→ **Bereitgestellter Auszug**:
──────────────────────────────

23-jähriger Elmshorner gesteht, mit verbotenen Anabolika gehandelt zu haben. Er gehört zu einem Dopingring, der Ende 2012 aufflog

Elmshorn. „Was haben sie denn noch für monatliche Kosten?“ fragte Richterin Renate Päschke-Jensen den Angeklagten „Fitnessstudio“ kam es wie aus der Pistole geschossen zurück. „Aber ich trainier jetzt woanders. Und ohne diese Mittel“, ergänzte Anil D.. Die Mittel – das waren Anabolika. Etwa Testosteron Enantat oder Testosteron Propionat. Mittel, die in der Bodybuildingszene mal gerne unter dem Tresen verkauft werden. Mittel, die den 23-Jährigen jetzt vor dem Schöffengericht Elmshorn eine Bewährungsstrafe von 20 Monaten und eine Geldbuße von 1000 Euro einbrachten.

Denn der Elmshorner hatte die Mittel nicht nur selbst konsumiert, sondern den teuren Konsum auch durch den Weiterverkauf der Anabolika finanziert. Gewerbsmäßigen Handel mit verbotenen Substanzen, das verbotene Inverkehrbringen von verschreibungspflichtigen Arzneimitteln und den Besitz von Dopingmitteln warf Staatsanwältin Sandra Nehlep Anil D. vor.

──────────────────────────────

→ **Zu erledigende Aufgaben**:
1. Zu welcher Strafe wurde der Angeklagte im Bericht über den Anabolika-Prozess verurteilt?
2. Geben Sie aus dem Bericht über den Anabolika-Prozess den Abschnitt von „Denn der Elmshorner“ bis „Anil D. vor.“ wortgetreu wieder.
Die Auflistung stammt aus einer anderen Quelle als der Bericht.

(Datenauszüge)
──────────────────────────────

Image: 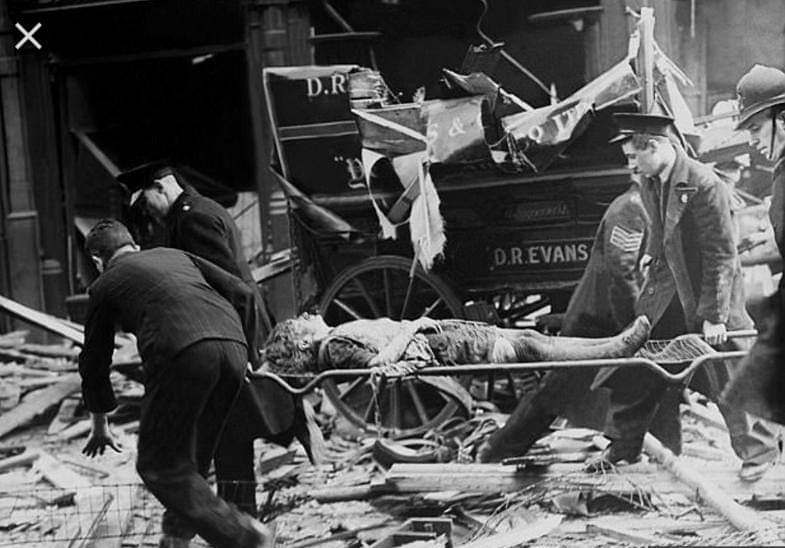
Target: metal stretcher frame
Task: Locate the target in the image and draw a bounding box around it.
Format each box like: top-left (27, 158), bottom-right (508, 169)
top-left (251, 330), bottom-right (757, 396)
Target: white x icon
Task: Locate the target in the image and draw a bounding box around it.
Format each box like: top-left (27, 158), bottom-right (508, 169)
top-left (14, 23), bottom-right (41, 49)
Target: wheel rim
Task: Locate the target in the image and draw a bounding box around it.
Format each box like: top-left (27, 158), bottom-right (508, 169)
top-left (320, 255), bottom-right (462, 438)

──────────────────────────────

→ **Antworten je Aufgabe**:
1. Zu einer Bewährungsstrafe von 20 Monaten und einer Geldbuße von 1000 Euro.

2.
Denn der Elmshorner hatte die Mittel nicht nur selbst konsumiert, sondern den teuren Konsum auch durch den Weiterverkauf der Anabolika finanziert. Gewerbsmäßigen Handel mit verbotenen Substanzen, das verbotene Inverkehrbringen von verschreibungspflichtigen Arzneimitteln und den Besitz von Dopingmitteln warf Staatsanwältin Sandra Nehlep Anil D. vor.